*Work item*: Repeat exactly the line with "Where can you spot the storefront" and each line after it to the end of the data below; pictures stay out.
BEGIN Data section
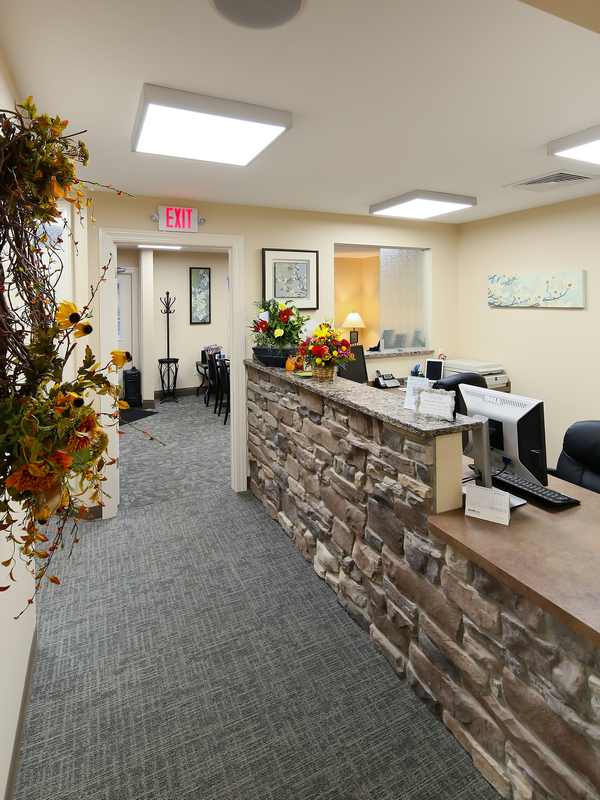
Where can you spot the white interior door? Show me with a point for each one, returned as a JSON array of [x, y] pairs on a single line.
[[128, 315]]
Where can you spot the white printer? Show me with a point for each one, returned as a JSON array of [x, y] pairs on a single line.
[[493, 373]]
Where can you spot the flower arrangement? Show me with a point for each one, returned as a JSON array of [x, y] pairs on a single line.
[[326, 347], [53, 447], [277, 325]]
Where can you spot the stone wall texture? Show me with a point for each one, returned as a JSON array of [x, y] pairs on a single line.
[[518, 689]]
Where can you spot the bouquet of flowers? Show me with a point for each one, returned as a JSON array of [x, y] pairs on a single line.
[[326, 347], [277, 325]]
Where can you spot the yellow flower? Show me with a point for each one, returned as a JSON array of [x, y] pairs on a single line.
[[76, 400], [120, 357], [82, 329], [67, 315]]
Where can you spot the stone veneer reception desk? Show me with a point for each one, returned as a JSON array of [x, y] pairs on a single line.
[[352, 478]]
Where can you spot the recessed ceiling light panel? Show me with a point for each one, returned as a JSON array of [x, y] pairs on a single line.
[[422, 205], [582, 146], [160, 246], [181, 124], [258, 13]]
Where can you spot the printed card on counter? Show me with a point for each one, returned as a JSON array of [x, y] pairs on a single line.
[[490, 504], [411, 396]]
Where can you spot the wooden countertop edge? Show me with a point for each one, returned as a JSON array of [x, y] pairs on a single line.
[[559, 613]]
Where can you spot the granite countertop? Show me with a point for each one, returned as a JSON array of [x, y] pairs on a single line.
[[396, 353], [386, 406]]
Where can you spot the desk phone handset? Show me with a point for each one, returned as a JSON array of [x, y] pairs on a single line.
[[386, 381]]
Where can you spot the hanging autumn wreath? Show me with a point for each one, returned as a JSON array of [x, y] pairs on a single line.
[[53, 446]]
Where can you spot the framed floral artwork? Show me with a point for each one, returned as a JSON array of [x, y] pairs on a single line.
[[564, 289], [292, 275], [199, 295]]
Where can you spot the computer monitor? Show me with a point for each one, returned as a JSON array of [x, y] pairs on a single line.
[[355, 370], [517, 437]]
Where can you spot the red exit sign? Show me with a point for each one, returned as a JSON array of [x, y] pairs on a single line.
[[175, 218]]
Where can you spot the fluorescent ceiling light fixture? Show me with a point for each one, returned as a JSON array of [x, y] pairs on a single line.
[[422, 205], [582, 146], [180, 124], [160, 246]]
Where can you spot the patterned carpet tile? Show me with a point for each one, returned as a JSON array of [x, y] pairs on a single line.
[[192, 654]]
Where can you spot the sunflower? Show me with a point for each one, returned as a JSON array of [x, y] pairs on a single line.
[[67, 315]]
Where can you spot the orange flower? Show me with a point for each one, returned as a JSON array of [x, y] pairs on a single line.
[[36, 477], [82, 329], [120, 357]]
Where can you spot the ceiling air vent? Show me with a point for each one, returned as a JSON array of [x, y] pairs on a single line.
[[546, 183]]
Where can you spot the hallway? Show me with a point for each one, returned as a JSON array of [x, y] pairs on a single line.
[[192, 654]]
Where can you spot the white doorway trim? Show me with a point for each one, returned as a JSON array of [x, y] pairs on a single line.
[[109, 238]]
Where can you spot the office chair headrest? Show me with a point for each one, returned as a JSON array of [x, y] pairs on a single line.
[[579, 461]]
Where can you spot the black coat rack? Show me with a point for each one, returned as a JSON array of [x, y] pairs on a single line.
[[168, 367]]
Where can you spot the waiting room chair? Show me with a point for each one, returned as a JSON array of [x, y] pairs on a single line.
[[202, 370], [579, 461], [213, 379], [224, 387]]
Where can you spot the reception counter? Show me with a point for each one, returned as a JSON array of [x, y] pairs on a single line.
[[371, 495]]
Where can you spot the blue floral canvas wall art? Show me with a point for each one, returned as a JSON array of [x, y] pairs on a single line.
[[564, 289], [199, 295]]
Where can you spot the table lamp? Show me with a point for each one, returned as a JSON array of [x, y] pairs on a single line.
[[353, 321]]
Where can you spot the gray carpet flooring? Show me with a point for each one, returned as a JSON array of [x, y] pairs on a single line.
[[192, 654]]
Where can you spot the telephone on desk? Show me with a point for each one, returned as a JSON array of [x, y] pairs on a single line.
[[386, 381]]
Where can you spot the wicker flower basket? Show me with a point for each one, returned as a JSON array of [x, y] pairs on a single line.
[[321, 373]]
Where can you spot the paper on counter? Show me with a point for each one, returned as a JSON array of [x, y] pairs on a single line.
[[490, 504]]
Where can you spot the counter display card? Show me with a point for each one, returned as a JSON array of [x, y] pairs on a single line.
[[411, 386], [490, 504], [434, 403]]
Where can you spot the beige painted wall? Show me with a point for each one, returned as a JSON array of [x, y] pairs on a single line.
[[357, 289], [16, 637], [548, 353], [280, 228]]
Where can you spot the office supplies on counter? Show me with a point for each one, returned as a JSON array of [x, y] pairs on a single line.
[[387, 381]]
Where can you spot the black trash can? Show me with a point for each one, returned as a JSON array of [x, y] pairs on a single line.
[[132, 386]]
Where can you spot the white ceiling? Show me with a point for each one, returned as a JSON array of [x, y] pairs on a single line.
[[388, 96]]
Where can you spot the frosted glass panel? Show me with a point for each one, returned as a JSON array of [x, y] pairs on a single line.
[[402, 320]]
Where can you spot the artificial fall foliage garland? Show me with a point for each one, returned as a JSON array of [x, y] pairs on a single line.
[[53, 446]]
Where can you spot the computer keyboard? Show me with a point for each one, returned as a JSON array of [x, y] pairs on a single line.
[[507, 481]]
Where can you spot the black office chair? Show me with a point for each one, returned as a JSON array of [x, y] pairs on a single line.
[[224, 387], [452, 382], [579, 461]]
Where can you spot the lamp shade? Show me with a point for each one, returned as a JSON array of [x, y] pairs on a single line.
[[353, 320]]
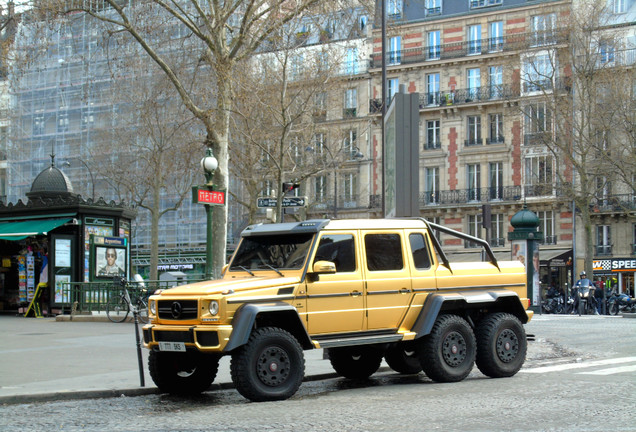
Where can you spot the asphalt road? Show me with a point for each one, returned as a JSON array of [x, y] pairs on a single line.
[[580, 376]]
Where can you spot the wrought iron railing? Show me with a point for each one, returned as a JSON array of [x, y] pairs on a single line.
[[465, 196], [603, 250], [468, 48]]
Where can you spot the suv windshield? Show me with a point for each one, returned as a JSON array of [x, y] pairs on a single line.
[[279, 251]]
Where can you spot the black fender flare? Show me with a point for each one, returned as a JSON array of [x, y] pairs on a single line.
[[282, 313], [505, 300]]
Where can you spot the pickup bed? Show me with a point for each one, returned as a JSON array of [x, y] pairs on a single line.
[[363, 290]]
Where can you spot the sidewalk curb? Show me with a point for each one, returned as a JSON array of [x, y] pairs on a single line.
[[130, 392]]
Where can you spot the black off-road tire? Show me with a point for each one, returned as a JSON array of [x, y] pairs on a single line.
[[270, 366], [501, 345], [191, 372], [401, 357], [357, 362], [117, 307], [613, 308], [447, 354]]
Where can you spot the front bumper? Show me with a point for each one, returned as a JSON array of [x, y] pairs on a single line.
[[201, 337]]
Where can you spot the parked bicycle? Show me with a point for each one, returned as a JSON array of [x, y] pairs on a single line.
[[120, 301]]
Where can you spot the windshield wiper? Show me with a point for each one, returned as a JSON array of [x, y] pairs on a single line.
[[247, 270], [272, 268]]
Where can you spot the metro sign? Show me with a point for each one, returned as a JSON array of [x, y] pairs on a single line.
[[205, 195]]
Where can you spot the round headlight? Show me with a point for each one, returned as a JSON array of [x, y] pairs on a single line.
[[214, 307]]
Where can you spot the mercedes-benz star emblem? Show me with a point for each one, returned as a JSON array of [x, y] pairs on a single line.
[[176, 310]]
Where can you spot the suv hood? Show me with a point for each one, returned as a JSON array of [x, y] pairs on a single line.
[[224, 285]]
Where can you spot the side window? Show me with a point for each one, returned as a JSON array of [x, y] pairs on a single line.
[[421, 257], [384, 252], [339, 249]]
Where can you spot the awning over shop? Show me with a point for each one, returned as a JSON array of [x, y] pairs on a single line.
[[23, 229], [555, 257]]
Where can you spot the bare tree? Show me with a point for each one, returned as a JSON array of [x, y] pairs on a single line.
[[217, 38], [568, 79], [148, 157]]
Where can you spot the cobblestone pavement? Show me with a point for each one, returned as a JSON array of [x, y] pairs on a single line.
[[583, 393]]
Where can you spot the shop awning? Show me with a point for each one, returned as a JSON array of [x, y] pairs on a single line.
[[555, 257], [23, 229]]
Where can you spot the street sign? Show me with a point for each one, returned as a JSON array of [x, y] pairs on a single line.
[[287, 202], [206, 195]]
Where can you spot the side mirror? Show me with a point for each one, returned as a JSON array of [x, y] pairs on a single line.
[[323, 267]]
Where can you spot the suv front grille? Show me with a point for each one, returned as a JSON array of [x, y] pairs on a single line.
[[177, 309]]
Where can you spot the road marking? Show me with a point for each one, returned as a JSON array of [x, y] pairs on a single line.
[[611, 371], [582, 365]]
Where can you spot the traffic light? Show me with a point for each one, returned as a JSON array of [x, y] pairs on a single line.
[[289, 186]]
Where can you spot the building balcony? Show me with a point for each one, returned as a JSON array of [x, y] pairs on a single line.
[[496, 140], [613, 203], [433, 145], [473, 142], [453, 51], [603, 250], [469, 95], [469, 196]]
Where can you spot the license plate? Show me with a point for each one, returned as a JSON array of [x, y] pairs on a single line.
[[172, 346]]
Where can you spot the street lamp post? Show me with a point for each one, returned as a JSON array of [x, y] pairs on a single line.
[[209, 165]]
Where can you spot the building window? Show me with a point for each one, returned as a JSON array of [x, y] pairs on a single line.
[[432, 185], [351, 61], [495, 80], [474, 39], [543, 29], [320, 106], [603, 240], [433, 140], [349, 144], [350, 190], [474, 229], [619, 6], [394, 8], [495, 131], [495, 180], [539, 178], [38, 124], [484, 3], [62, 122], [497, 232], [320, 188], [495, 43], [267, 188], [395, 50], [392, 85], [474, 131], [432, 89], [433, 7], [538, 73], [606, 53], [537, 124], [474, 83], [433, 39], [351, 103], [473, 181], [546, 224]]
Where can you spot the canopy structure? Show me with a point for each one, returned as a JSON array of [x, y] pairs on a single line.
[[23, 229]]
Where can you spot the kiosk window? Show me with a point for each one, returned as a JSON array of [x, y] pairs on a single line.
[[339, 249], [384, 252], [421, 258]]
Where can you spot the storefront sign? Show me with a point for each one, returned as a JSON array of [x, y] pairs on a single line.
[[615, 265]]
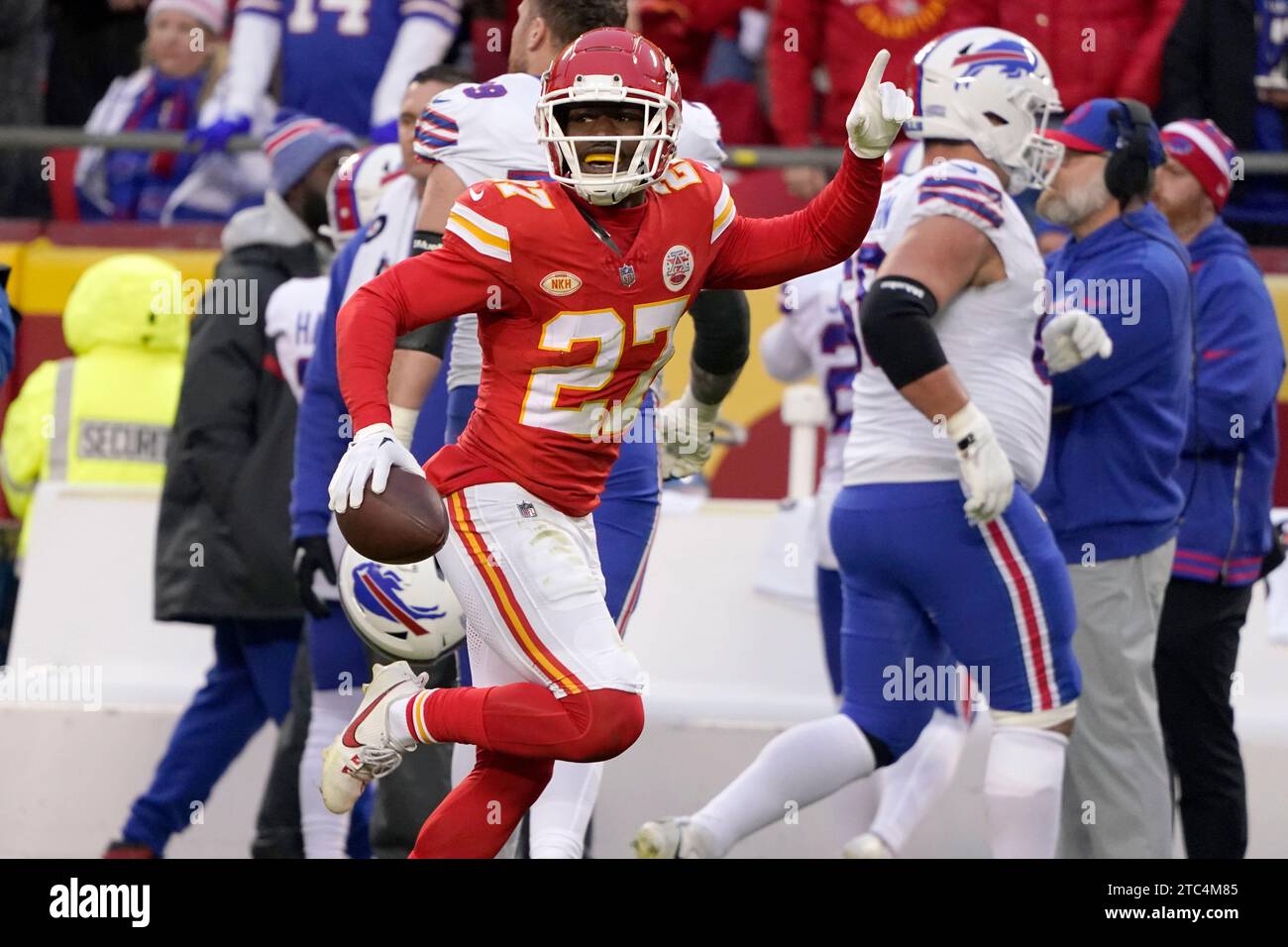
END Data section
*Answer*:
Where can you spot the storefront sign? Show me with a point for each one, returned as a JSON array of [x, y] pairs on a single line.
[[615, 265]]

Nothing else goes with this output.